:: WRITTEN INSTRUCTION ::
Reproduce the lines of the material below without any change, starting at the line with "Every instance of the woman's fingers" and ending with, and including, the line with "[(13, 178)]".

Excerpts from a location annotation dataset:
════════
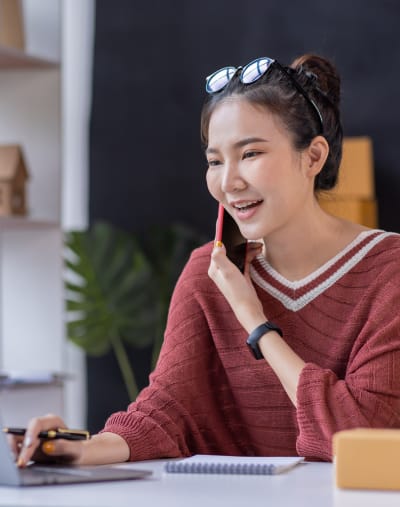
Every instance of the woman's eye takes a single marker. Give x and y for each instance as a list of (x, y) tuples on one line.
[(212, 163), (250, 154)]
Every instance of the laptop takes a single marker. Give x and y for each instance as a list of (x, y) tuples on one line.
[(35, 474)]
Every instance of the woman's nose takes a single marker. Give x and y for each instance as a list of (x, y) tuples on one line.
[(231, 179)]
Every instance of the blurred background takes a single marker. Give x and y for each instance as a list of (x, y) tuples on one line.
[(133, 76)]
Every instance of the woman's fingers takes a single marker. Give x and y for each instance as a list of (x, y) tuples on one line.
[(31, 439), (58, 451)]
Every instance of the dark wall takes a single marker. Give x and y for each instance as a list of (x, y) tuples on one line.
[(149, 67), (150, 62)]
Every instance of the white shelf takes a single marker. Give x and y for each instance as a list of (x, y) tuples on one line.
[(25, 223), (31, 247), (11, 58)]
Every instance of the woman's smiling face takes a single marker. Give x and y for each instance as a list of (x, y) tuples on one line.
[(254, 170)]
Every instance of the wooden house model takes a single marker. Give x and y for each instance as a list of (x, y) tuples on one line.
[(13, 178)]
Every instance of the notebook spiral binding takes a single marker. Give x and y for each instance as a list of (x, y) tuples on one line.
[(221, 468)]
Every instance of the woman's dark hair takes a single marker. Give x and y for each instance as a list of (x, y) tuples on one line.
[(275, 91)]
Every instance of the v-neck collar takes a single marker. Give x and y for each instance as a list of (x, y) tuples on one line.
[(294, 295)]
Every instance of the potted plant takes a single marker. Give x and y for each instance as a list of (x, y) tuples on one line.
[(118, 289)]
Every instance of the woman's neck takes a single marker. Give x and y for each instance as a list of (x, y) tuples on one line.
[(298, 252)]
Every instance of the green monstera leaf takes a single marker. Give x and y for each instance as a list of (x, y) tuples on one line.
[(110, 294)]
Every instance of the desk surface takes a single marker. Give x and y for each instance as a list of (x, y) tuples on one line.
[(308, 485)]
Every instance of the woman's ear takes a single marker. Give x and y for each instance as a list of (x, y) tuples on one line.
[(316, 155)]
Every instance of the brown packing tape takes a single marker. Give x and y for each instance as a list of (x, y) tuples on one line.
[(360, 211), (367, 459), (356, 172), (12, 24)]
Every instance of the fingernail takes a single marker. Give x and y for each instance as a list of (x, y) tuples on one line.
════════
:: WRITTEN ANSWER ::
Every instance of the woman's fingers takes a single marker. Give x and y for each instance as a list of (x, y) tuples on one line.
[(31, 439), (58, 451)]
Every instance of the dark wall takes a single marker. Give x and y for each instance as a list of (x, y) tuples on one line.
[(149, 67), (150, 62)]
Every instance of the white shelf takes a single marker. Give x and y for each instance as a list of (x, y) tuples on one line.
[(25, 223), (31, 247), (11, 58)]
Every instance of the woman's smiling face takes a single marker. Give x and y for each instance as a list of (x, y) tuples on one line.
[(254, 170)]
Every instance of the wooden house model takes a single marker. Give x and y for each instance as a list of (x, y) tuples on one line.
[(13, 178)]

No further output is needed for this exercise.